(Data excerpts)
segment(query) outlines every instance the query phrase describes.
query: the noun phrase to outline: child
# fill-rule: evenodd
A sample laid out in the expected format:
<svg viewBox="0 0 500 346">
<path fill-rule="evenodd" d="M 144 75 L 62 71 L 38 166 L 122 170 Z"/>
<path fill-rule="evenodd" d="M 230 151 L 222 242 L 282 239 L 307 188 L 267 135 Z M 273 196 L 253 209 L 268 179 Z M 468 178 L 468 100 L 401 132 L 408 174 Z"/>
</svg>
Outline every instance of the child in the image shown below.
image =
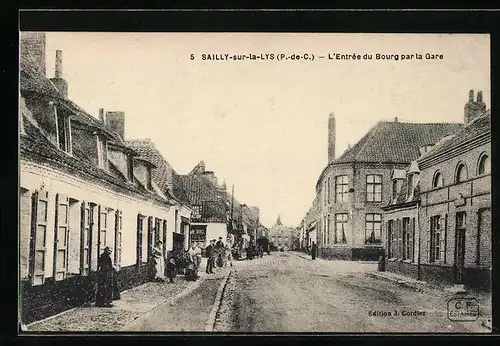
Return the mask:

==

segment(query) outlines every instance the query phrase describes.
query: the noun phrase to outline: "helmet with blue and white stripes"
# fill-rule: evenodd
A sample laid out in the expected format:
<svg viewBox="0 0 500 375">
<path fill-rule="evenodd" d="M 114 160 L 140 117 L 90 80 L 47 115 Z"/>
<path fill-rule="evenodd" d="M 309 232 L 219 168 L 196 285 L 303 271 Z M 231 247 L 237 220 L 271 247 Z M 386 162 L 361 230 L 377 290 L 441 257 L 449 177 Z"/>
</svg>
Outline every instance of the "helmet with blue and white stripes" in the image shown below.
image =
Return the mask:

About this exercise:
Every line above with the string "image" in it needs to be copied.

Answer space:
Outline every instance of the child in the image shown below.
image =
Outline every instance of the "helmet with blue and white stripes" in the image shown below.
image =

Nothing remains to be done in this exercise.